• **Work to complete**: In the records below, locate the line containing "Detects the wall", then output that line and all later lines exactly, through the last one.

-=-=-

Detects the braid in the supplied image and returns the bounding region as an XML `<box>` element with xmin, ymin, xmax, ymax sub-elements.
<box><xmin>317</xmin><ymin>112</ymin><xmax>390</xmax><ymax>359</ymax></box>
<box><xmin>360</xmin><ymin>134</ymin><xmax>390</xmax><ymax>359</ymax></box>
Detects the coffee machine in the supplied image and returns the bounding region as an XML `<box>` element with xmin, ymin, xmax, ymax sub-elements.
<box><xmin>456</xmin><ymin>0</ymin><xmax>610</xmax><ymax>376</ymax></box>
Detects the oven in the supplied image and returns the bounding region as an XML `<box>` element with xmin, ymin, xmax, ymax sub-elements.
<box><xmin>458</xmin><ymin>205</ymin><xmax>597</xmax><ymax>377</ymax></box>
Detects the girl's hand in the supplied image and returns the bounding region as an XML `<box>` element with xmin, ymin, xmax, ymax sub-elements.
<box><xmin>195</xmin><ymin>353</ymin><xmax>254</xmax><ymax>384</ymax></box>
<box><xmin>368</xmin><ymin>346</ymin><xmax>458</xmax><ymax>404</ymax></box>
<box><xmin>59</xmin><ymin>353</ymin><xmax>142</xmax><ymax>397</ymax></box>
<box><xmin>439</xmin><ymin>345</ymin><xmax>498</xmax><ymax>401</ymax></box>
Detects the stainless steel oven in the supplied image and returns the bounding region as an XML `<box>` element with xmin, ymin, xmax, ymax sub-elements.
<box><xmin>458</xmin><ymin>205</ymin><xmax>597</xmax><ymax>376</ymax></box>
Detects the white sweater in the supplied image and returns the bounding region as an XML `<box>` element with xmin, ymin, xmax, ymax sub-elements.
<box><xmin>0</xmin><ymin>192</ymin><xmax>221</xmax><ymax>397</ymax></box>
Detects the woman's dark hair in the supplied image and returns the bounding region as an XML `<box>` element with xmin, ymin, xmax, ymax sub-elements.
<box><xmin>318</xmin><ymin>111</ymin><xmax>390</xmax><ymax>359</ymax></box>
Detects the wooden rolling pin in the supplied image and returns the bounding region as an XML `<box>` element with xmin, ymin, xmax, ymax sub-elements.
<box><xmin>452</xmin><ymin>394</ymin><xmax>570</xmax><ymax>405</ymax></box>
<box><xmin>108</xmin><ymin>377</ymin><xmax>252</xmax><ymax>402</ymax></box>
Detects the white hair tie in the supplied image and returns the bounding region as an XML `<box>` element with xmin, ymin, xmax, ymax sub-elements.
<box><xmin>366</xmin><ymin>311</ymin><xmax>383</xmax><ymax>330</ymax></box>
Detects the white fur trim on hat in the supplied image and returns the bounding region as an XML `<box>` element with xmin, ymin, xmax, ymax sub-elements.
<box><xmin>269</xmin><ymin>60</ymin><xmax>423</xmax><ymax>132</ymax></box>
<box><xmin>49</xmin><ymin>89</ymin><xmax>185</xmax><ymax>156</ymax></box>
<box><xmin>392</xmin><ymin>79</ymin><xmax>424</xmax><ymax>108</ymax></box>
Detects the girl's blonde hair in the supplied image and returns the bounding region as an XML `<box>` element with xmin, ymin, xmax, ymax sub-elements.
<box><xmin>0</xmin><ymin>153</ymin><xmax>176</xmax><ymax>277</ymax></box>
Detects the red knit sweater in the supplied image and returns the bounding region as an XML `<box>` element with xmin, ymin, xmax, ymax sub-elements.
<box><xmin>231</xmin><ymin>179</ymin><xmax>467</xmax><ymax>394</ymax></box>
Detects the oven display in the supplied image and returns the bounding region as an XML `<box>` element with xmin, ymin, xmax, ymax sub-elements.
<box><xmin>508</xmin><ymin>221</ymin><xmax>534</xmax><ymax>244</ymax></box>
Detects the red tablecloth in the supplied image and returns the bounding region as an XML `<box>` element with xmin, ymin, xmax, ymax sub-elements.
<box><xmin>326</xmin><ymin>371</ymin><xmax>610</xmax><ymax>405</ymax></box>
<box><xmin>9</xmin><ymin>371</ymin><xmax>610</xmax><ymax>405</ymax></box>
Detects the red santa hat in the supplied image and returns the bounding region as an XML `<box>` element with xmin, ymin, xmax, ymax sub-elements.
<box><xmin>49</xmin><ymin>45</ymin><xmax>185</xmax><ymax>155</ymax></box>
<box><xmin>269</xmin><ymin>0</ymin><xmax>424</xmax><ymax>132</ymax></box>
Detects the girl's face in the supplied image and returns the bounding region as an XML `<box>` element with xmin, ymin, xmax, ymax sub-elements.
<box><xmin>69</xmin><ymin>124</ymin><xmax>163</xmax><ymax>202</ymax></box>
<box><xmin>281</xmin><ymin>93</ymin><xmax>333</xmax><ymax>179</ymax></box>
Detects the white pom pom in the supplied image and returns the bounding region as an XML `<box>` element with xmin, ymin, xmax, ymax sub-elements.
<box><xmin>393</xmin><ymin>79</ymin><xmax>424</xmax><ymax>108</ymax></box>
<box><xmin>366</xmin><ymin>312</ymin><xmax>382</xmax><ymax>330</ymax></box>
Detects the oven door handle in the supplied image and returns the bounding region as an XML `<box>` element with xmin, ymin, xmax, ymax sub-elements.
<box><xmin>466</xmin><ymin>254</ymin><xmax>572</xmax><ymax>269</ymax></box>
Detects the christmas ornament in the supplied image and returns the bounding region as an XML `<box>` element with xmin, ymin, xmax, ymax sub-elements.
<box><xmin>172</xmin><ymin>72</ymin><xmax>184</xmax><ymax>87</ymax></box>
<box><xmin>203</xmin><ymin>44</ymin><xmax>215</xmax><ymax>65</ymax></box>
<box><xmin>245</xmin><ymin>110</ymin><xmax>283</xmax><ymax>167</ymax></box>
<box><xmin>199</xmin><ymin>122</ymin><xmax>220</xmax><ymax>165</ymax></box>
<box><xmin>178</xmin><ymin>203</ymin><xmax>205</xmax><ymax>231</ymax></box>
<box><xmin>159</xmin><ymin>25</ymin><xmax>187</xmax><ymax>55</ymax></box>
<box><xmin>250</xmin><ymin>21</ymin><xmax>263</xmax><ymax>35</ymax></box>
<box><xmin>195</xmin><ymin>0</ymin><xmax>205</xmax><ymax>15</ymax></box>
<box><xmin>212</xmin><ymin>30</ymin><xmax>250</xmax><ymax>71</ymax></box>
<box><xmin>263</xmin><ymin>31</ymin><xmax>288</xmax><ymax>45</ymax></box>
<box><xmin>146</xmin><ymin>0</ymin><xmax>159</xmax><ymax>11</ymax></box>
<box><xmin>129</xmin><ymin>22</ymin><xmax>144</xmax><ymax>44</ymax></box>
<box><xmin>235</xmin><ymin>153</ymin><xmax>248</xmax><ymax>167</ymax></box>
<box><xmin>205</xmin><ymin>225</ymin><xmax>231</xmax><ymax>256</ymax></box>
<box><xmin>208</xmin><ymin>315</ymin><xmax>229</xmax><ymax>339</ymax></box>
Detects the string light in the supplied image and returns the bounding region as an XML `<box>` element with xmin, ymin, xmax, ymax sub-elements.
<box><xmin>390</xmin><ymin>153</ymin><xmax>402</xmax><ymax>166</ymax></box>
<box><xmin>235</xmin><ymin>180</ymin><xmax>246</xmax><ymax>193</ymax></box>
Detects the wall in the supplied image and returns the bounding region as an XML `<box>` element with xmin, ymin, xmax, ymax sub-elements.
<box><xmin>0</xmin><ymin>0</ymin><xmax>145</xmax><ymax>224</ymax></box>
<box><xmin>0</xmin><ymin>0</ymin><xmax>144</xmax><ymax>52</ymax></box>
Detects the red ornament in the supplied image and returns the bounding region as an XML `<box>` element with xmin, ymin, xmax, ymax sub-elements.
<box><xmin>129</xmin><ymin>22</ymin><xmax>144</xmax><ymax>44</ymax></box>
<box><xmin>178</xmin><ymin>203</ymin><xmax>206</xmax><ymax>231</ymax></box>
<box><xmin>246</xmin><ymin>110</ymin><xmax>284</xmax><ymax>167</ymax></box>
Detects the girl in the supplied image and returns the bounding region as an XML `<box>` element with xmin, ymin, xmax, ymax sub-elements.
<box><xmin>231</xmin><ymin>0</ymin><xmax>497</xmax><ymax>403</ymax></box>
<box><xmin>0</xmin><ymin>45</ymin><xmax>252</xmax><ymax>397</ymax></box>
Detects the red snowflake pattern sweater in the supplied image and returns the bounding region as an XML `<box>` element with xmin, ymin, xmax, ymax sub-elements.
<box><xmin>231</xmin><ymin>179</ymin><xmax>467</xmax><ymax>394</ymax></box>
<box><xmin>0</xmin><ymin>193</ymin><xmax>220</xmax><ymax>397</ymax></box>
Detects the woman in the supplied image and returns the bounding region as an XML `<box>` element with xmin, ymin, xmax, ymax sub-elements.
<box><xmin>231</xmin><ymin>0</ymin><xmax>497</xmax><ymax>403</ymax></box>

-=-=-

• **Result of this task**:
Detects the wall in the supplied image and returns the bounding region as an XML `<box>` element with xmin, ymin, xmax, ymax sub-elements.
<box><xmin>0</xmin><ymin>0</ymin><xmax>145</xmax><ymax>224</ymax></box>
<box><xmin>0</xmin><ymin>0</ymin><xmax>144</xmax><ymax>52</ymax></box>
Detects the red ornament in the supplied image and returns the bounding region as an XML `<box>` element with xmin, ymin, xmax, ymax sub-elements.
<box><xmin>129</xmin><ymin>22</ymin><xmax>144</xmax><ymax>44</ymax></box>
<box><xmin>178</xmin><ymin>203</ymin><xmax>206</xmax><ymax>231</ymax></box>
<box><xmin>246</xmin><ymin>110</ymin><xmax>284</xmax><ymax>167</ymax></box>
Detects the girl in the supplied image and returns the bounding region as an XML `<box>` element with xmin, ymin, xmax, ymax sub-elements.
<box><xmin>231</xmin><ymin>0</ymin><xmax>497</xmax><ymax>403</ymax></box>
<box><xmin>0</xmin><ymin>45</ymin><xmax>252</xmax><ymax>397</ymax></box>
Detects the red snowflake pattern sweater in the supplied image and returns the bounding region as an XML `<box>` element with xmin, ymin, xmax, ymax sub-elements.
<box><xmin>231</xmin><ymin>179</ymin><xmax>467</xmax><ymax>394</ymax></box>
<box><xmin>0</xmin><ymin>193</ymin><xmax>220</xmax><ymax>397</ymax></box>
Detects the woman in the supplied image and returns the bounding region as an XML `<box>` element with xmin, ymin, xmax, ymax sub-elements.
<box><xmin>231</xmin><ymin>0</ymin><xmax>497</xmax><ymax>403</ymax></box>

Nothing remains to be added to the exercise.